→ Task item
Retype, word for word, the part of the supervised learning text that opens with the words containing "The concept of" and closes with "to new data).".

Supervised Learning

The concept of supervised learning comes from the supervisor, acting as a teacher in the learning process. In other words, the teacher says during training how the output of the learner should be. Supervised learning is besides unsupervised and reinforcement learning part of the scientific discipline machine learning.


The goal of supervised learning is to build a learning system that models a target function. Training is performed on a list of tuples, each tuple consists of an input and a target vector. Targets can also be class labels, in the case of a classification problem. The list of tuples is called training set. A good learner predicts targets as accurate as possible, for any given input vector. This property is called generalization (generalize to new data).

Training data is essential in supervised learning. It can come from different sources like artificial data, sensory data, databases, human generated data etc. Each dataset has its own underlying function, which the learner is trying to model. The error of the model is the difference between the true and the predicted target. The proper error measure is problem or data set dependent, it gives a real-valued number of the performance of the learner on a test set. Our goal is to minimize the prediction error on the test set.

There are two related problem types in supervised learning, the first is regression and the second classification. For example the Boston Housing dataset from the UCI data set repository is a regression problem. The goal is to predict the crime rate (real-valued) based on a number of features like pupil-teacher ratio, accessibility to highways or nitric oxides concentration. A popular classification data set is the MNIST, the aim is to predict the label of handwritten digits (0...9). The input vectors are 784-dimensional (28x28 pixel grayscale image) and the targets are labels.

The error measure is typically different in context of supervised regression or classification. In regression it is usual to take root mean square error (RMSE), mean square error (MSE) or mean absolute error (MAE) as the error to be optimized. In classification problems it is more convenient to use classification error (accuracy) or area under the ROC curve curve (AUC, for binary problems). For more than two target classes it is common to use a confusion matrix to visualize the false classified examples. The rows of the square confusion matrix are the predicted labels, the columns are the real labels. The number of diagonal elements is equivalent to the accuracy.

Furthermore supervised learning can be categorized into offline and online learning. In offline learning, there is a data set available where the learner can build the internal model without any limits in accessing the data. For example, the Netflix Prize is such an offline data set. It is a movie rating data set with 100M samples collected in the time from 1998 to 2005. The competitors have time to carefully analyze the dataset, build large predictive models and combine them in a sophisticated way. This is the sketch of the winner solution. The solution was provided approximately three years after start of the competition. In contrast to offline learning, online learning has access to a sample only once. The goal is the same, predicting targets as accurate as possible. For example, stock market prediction can be seen as online learning. The algorithm makes a prediction of the stock, little time after the real stock price is available, this information can be incorporated to the learner to further improve the prediction accuracy. In general, there is very much data availaible in an online learning setup, the data set grows continuously. Offline learning has equal or superior accuracy compared to online learning when the same amount of data is used.

→ Data shown

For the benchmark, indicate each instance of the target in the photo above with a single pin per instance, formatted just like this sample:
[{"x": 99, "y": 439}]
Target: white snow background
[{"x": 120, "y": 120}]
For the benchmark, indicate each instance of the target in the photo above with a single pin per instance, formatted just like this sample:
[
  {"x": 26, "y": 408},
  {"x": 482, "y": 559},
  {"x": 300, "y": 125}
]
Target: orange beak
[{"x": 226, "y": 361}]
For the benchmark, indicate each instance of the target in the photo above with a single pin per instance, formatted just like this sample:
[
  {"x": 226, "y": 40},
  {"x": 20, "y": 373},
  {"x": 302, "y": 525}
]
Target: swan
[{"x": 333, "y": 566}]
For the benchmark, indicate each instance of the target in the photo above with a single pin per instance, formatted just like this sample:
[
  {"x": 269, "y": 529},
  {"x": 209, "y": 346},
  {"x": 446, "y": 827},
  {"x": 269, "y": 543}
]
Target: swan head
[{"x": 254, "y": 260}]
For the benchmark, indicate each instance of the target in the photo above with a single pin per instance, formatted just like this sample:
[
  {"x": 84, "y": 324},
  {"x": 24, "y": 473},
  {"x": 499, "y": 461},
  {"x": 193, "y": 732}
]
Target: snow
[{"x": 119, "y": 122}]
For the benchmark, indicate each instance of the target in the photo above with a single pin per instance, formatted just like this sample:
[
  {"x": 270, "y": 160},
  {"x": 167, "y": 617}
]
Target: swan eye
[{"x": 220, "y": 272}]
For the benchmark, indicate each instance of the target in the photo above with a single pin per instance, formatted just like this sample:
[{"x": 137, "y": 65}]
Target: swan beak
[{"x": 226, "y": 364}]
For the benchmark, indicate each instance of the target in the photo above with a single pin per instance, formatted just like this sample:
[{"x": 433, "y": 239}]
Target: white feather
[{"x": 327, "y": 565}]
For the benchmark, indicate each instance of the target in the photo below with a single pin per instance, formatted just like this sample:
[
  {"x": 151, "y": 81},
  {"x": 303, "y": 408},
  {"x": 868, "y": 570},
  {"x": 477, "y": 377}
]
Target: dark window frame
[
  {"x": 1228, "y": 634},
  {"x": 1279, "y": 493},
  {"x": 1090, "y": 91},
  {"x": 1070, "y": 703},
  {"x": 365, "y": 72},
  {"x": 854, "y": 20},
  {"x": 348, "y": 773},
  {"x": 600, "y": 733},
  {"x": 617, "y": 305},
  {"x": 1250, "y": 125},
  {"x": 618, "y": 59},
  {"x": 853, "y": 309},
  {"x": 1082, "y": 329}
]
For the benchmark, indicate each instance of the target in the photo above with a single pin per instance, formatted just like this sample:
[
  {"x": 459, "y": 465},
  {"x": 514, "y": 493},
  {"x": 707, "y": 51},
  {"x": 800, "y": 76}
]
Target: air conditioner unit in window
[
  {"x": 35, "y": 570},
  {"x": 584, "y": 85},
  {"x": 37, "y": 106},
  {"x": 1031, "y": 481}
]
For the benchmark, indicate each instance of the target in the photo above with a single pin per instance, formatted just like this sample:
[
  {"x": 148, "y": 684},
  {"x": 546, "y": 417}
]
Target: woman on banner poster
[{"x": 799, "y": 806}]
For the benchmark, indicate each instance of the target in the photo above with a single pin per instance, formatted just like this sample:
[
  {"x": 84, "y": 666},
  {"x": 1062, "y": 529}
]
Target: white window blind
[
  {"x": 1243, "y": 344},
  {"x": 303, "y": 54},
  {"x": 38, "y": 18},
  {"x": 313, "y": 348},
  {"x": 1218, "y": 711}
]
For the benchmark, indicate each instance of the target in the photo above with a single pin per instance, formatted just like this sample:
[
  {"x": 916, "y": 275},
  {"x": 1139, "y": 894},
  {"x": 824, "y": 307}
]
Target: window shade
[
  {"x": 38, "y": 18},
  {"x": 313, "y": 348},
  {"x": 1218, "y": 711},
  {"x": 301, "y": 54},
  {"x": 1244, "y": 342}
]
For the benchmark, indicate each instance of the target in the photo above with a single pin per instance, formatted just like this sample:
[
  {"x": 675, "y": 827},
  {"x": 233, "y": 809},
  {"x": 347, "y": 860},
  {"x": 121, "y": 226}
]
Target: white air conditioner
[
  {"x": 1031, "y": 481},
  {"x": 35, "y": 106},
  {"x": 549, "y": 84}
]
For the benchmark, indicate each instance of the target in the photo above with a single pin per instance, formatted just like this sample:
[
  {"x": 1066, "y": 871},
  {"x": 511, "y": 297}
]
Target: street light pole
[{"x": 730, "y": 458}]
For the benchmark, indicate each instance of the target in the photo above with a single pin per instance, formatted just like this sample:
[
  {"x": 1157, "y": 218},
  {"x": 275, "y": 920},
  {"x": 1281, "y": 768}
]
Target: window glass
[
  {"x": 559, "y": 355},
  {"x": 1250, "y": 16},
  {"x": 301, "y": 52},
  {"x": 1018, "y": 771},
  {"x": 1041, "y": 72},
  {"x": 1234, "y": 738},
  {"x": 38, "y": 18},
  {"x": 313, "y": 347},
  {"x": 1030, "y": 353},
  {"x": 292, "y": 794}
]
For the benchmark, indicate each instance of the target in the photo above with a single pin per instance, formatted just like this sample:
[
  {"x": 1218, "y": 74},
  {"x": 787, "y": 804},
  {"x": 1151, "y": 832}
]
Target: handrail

→ Task response
The concept of supervised learning comes from the supervisor, acting as a teacher in the learning process. In other words, the teacher says during training how the output of the learner should be. Supervised learning is besides unsupervised and reinforcement learning part of the scientific discipline machine learning.


The goal of supervised learning is to build a learning system that models a target function. Training is performed on a list of tuples, each tuple consists of an input and a target vector. Targets can also be class labels, in the case of a classification problem. The list of tuples is called training set. A good learner predicts targets as accurate as possible, for any given input vector. This property is called generalization (generalize to new data).